PROMPT 1: In the article on Kisor v. Wilkie, which Dorsey & Whitney office is Alex Hontos a partner in?
PROMPT 2: Write the next part of the article on the Kisor v. Wilkie ruling, picking up after its final sentence.

TEXT EXCERPT:
---*---

The U.S. Supreme Court has ruled in Kisor v. Wilkie, a case not specifically about retirement plans or the Employee Retirement Income Security Act (ERISA), but which nonetheless could have resulted in the total upheaval of the retirement plan regulatory system established by the Department of Labor (DOL) under ERISA.
At the core of Kisor v. Wilkie is a Vietnam War veteran named James Kisor, who more than a decade ago appealed the denial of his disability benefits by the Department of Veterans Affairs. As case documents show, the underlying disagreement stems from differing definitions of the term “relevant” as used in regulations “which are created, interpreted, and enforced by the VA.”
According to Alex Hontos, a partner in Dorsey & Whitney’s Minneapolis office who specializes in government litigation and enforcement, the outcome of this seemingly unrelated case could have been monumental for the retirement planning industry, as it ultimately tested the principle that courts should defer to agency interpretations of ambiguous regulations under a precedent known as “Auer Deference.”
According to Hontos, the Auer Deference has survived, “but just barely.” He says the Supreme Court’s multiple published opinions in the case are muddled, implying that it will likely have to return to the issue as soon as next year, because lower courts are going to come to divergent approaches.

---*---

Rows from a pointing dataset:
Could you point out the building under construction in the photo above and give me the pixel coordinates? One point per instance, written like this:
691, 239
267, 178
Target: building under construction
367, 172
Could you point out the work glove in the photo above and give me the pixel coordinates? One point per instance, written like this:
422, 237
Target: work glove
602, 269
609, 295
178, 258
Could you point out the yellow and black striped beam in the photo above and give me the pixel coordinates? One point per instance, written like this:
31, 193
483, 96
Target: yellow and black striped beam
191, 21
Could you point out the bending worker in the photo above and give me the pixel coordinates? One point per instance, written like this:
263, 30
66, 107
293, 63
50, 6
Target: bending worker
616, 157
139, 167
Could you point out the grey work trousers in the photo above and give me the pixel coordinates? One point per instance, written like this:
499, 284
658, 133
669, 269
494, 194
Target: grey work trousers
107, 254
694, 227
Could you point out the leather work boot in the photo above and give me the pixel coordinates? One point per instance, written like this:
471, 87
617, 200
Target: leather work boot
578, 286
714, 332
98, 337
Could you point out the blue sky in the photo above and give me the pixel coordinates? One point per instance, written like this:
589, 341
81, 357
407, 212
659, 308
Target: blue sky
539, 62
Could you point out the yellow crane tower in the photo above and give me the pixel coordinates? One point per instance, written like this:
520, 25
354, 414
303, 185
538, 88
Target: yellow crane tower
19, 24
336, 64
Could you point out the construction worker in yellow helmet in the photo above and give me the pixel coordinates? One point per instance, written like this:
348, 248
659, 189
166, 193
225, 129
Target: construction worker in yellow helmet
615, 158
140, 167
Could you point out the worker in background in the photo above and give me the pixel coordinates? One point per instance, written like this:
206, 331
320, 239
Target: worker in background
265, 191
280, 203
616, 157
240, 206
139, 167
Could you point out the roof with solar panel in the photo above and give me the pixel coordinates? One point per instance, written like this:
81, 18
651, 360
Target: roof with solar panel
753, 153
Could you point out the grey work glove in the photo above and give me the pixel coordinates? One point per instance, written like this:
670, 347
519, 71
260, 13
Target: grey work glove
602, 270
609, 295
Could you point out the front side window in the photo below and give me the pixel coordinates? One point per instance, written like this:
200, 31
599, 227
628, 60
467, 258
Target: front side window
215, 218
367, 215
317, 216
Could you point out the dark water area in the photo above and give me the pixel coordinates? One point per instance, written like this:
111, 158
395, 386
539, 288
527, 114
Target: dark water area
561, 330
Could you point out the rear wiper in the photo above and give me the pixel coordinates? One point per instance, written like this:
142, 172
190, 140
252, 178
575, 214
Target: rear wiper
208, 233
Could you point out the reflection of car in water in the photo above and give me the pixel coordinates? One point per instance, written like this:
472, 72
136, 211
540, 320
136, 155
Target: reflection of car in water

---*---

FINAL ANSWER 1: The Minneapolis office.

FINAL ANSWER 2:
“A fractured and divided court produces fractured and divided decisions—the Kisor case proves it,” Hontos says.
Indeed, a summary of the ruling published on SCOTUSblog demonstrates the complexity of the ruling issued: “Justice Kagan announced the judgment of the Supreme Court and delivered the opinion of the court with respect to Parts I, II–B, III–B, and IV, in which Chief Justice Roberts and Justices Ginsburg, Breyer, and Sotomayor joined, and an opinion with respect to Parts II–A and III–A, in which Justices Ginsburg, Breyer, and Sotomayor joined. Chief Justice Roberts filed an opinion concurring in part. Justice Gorsuch filed an opinion concurring in the judgment, in which Justice Thomas joined, in which Justice Kavanaugh joined as to Parts I, II, III, IV, and V, and in which Justice Alito joined as to Parts I, II, and III. Justice Kavanaugh filed an opinion concurring in the judgment, in which Justice Alito joined.”
According to Hontos, the practical upshot of all this complexity is that courts after Kisor are less likely to defer to agency interpretations of their own regulations, but they still have room to do so.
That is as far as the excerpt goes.